OBJECTIVE: Transcribe the full listing below exactly.

[Entries taken from a collection]
>> BEGIN
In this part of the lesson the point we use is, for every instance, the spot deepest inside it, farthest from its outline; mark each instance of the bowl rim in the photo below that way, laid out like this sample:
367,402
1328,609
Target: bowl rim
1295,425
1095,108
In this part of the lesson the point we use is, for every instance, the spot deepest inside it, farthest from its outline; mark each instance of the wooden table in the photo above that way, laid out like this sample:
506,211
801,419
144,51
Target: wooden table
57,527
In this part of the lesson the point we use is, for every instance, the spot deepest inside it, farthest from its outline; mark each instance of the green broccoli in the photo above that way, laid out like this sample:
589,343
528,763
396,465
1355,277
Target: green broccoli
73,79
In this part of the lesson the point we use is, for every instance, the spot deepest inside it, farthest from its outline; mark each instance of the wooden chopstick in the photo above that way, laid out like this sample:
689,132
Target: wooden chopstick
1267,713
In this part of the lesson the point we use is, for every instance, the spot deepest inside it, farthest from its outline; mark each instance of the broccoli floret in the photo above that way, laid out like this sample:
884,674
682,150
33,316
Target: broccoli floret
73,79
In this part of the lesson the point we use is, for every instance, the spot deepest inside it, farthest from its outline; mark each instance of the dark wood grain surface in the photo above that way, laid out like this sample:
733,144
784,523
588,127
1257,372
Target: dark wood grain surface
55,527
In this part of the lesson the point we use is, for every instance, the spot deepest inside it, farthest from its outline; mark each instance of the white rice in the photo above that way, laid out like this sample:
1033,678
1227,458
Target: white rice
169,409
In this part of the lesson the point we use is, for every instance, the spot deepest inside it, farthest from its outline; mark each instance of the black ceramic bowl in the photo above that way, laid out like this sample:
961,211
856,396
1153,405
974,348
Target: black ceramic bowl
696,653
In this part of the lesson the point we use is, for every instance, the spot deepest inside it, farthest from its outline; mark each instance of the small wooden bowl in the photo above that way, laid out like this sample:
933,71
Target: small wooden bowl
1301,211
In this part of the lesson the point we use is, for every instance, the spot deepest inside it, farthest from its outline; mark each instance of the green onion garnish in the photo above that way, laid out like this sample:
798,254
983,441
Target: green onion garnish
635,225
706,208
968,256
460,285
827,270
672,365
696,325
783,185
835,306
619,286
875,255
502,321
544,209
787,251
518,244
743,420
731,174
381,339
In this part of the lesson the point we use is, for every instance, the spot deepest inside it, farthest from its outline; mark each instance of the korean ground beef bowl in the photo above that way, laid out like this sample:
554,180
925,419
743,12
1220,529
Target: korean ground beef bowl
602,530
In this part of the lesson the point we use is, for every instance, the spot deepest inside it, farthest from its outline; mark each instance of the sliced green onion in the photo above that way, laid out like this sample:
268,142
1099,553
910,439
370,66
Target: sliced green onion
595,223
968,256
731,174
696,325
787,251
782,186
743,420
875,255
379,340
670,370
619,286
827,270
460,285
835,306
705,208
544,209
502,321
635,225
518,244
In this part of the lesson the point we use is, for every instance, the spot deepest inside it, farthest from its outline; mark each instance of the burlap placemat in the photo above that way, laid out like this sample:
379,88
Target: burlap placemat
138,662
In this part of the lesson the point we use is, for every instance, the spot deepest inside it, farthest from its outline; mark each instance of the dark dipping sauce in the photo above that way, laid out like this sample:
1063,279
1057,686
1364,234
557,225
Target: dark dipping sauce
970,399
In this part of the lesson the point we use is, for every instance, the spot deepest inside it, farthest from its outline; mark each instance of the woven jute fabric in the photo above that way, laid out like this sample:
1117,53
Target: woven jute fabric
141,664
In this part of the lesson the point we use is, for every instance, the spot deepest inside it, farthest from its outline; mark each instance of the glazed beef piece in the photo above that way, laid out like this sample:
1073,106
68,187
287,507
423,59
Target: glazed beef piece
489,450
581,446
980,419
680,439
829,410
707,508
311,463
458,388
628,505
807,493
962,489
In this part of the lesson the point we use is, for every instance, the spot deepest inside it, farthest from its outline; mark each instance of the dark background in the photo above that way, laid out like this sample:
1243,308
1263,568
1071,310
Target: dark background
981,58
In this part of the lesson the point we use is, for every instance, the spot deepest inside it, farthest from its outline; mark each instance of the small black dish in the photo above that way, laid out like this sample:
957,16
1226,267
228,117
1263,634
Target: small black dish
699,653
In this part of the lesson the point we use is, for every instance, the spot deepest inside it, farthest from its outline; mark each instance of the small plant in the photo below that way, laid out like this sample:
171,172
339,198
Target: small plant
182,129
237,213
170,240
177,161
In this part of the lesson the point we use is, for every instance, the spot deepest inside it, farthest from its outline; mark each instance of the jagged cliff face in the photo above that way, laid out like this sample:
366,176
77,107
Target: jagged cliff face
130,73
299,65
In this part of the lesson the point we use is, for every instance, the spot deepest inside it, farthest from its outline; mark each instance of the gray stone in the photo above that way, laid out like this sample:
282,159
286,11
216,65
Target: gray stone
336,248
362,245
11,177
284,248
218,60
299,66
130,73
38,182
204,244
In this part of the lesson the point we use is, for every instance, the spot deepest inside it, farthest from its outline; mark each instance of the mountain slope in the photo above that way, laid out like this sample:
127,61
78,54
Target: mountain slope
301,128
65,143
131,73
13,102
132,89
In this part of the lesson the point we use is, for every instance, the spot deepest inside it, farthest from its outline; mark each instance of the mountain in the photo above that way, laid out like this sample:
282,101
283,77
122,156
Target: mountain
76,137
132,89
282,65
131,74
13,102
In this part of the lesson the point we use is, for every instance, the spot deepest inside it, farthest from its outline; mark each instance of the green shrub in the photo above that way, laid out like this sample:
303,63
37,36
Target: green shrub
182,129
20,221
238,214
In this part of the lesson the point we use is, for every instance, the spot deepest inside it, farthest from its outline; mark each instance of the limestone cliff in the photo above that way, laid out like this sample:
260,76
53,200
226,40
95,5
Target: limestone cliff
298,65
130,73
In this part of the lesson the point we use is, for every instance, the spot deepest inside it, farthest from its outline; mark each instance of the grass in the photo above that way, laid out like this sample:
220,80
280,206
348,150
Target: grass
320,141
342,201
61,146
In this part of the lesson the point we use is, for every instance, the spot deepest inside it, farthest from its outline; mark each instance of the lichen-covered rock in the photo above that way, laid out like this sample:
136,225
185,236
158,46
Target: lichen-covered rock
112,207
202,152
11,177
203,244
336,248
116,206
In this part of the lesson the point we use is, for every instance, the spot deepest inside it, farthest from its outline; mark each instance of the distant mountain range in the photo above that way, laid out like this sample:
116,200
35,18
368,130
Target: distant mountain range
>> END
OUTPUT FOR THIS EXERCISE:
In this part of the lesson the point we use is, for every instance, the spot deepest inside it, farthest from its outline; mark each instance of the bowl rim in the photo below that way, laid out like this sample:
367,402
1328,609
Target: bowl rim
1295,425
1095,108
In this part of the lesson the point we use is, for every instance, the spot deepest inside it, farthest from its outline; mark each instance of the wooden table in the photo above that way, laid out like this sample:
506,211
801,419
144,51
Target: wooden table
57,527
In this part of the lesson the point we use is, for every instance, the spot deepest inside it, farthest from its outline; mark each instance of the green broccoli in the photo above that way, laid out like this sample:
589,343
528,763
396,465
1355,277
Target: green broccoli
73,79
In this part of the lesson the point we use is, for every instance, the spot deepest inside it, farthest from its outline; mark each instance of the wooden chopstick in the photo above that way, laid out like this sample:
689,132
Target: wooden chopstick
1267,713
In this part of the lesson the point we use is, for every instance, the spot deepest inside it, farthest from its outline; mark each instance of the broccoli floret in the photo above that way, laid out like this sample:
884,674
682,150
33,316
Target: broccoli floret
73,79
In this part of the lesson the point we use is, for every instance, the spot deepest inside it, farthest from its outline; mark each instance of the dark wood grain surface in the photo above that way, laid out like this sample:
733,144
784,523
588,127
1257,372
Target: dark wood grain surface
55,527
In this part of the lesson the point we use is, for every instance, the spot deepest inside it, farthest from its outline; mark each instance of the white rice in the photo above that way, laid out like this sample:
1033,678
1227,458
Target: white rice
169,409
In this part of the lesson the point we use is, for every instance, the spot deepest inside it, farthest from its outline; mark each instance of the black ceramic bowl in the photo above that way, laid out like this sample:
961,211
856,396
1153,405
974,348
Target: black ceramic bowl
696,653
In this part of the lesson the point we use is, for every instance, the spot deepest inside it, farthest from its outline; mark each instance of the small wooden bowl in the photo above that way, laid out like this sample:
933,71
Target: small wooden bowl
1301,211
In this part of the lesson the point we use is, for every instance, the spot deepest inside it, farthest from its outline; mark each instance of the green onion garnish in the photo above that way, laid out like this sample:
798,254
983,441
Target: green onion garnish
635,225
706,208
968,256
460,285
827,270
672,365
696,325
783,185
835,306
619,286
875,255
502,321
544,209
787,251
518,244
743,420
731,174
381,339
In this part of the lesson the point we use is, for every instance, the spot deepest inside it, farthest from its outline; mark each instance of the korean ground beef bowl in the photo above that way, laid out like this sample:
554,180
925,419
743,12
1220,529
Target: korean ground beef bowl
602,530
In this part of the lesson the point we use is, for every instance, the spot deepest inside it, farthest from its outline; mark each instance of the sliced green onion in the photo above that way, laid out like this sample:
268,142
1099,553
910,439
370,66
Target: sliced green onion
595,223
968,256
731,174
696,325
787,251
782,186
743,420
875,255
379,340
670,370
619,286
827,270
460,285
835,306
705,208
544,209
502,321
635,225
518,244
In this part of the lesson the point we use is, for every instance, the spot deepest inside it, farthest from its outline; mark each instance of the burlap placemat in the photo above that way, laid out like this sample:
379,88
Target: burlap placemat
138,662
In this part of the lesson the point we use is, for every instance, the spot deepest inside it, farthest from its outline; mark each instance of the dark dipping sauce in the photo above that way, laid out like this sample:
1063,279
1057,686
1364,234
557,225
Target: dark dipping sauce
970,399
In this part of the lesson the point we use is, for every instance, the spot deepest inside it, farthest from its outline; mark each instance of the woven jute fabric in the photo above that way, laid out like this sample:
1117,53
Target: woven jute fabric
141,664
In this part of the lesson the point we use is, for every instance, the spot deepest inside it, farthest from its outline; mark each instance of the glazed beef piece in the photo above that way, laid out like this sample:
1073,106
68,187
287,507
423,59
Target: glazed beef piece
489,450
581,446
980,419
680,439
829,410
707,508
311,463
458,388
628,505
807,493
962,489
In this part of the lesson the point we use is, for every instance, the spot deepest inside it, farthest from its outline; mark each instance of the dark background in the photo above that way, laid out like this sample:
1243,308
1263,568
1071,310
Target: dark background
981,58
In this part of the lesson the point we use is, for every instance, the spot deepest inside it, farthest from its outline; mark each instance of the small black dish in the photo above that way, laid out like this sample:
957,16
1226,267
228,117
1263,634
Target: small black dish
699,653
In this part of the lesson the point we use is, for every instance, the spot deepest inside it, farthest from its outline; mark each instance of the small plant in the photo below that way, laid out like this sample:
171,172
339,198
Target: small plant
182,129
237,213
170,240
177,161
In this part of the lesson the point we use is, for every instance, the spot deepest inside it, farthest from its outline; mark each instance of the jagged cliff face in the photo above that way, laid out like this sample:
366,176
77,107
Target: jagged cliff face
130,73
299,65
In this part of the lesson the point we use is, for every instance, the spot deepest inside it, farthest from its outline; mark each instance of the gray stone in the photo above that way, laid out like this sample:
282,159
286,11
216,65
Target: gray stone
336,248
362,245
11,177
284,248
218,60
299,66
130,73
38,182
204,244
In this part of the lesson the point we use is, for every instance, the spot deepest inside it, farthest from its outline; mark each instance of the mountain slope in the photo above that way, laid out like this sample:
127,61
78,54
Target: mountain slope
301,128
65,143
131,73
13,102
132,89
In this part of the lesson the point we use is, for every instance, the spot deepest inside it, farthest from its outline; mark each instance of the mountain in the photo above that way, laid out like this sample:
282,101
283,77
122,156
Target: mountain
76,137
132,89
282,65
131,74
13,102
In this part of the lesson the point we use is, for every instance, the spot deepest inside it, farthest from its outline; mark each instance of the green shrub in the photo above that way, laid out like this sample:
303,63
37,36
Target: green shrub
182,129
20,221
238,214
In this part of the lesson the point we use is, for every instance, the spot deepest inside it, farthest from its outline; mark each instance of the limestone cliff in the photo above that way, laid out like this sample:
260,76
53,200
226,40
95,5
Target: limestone cliff
298,65
130,73
In this part of the lesson the point we use is, for every instance, the spot deepest inside it, farthest from its outline; mark each instance of the grass in the photo above that way, laid out like this sample:
220,80
280,206
348,150
Target: grass
320,141
342,201
61,146
In this part of the lesson the point we use is, for every instance, the spot deepest inside it, farthest from its outline; mark each instance of the lichen-covered rock in the photo above that way, laid out like this sample:
136,225
185,236
158,46
Target: lichen-covered rock
112,207
202,152
11,177
203,244
336,248
116,206
In this part of the lesson the point we use is, for every instance, the spot deepest inside it, farthest from its outline; mark each instance of the distant mountain range in the photo above that way, laid out like this sample:
116,200
35,18
368,130
Target: distant mountain range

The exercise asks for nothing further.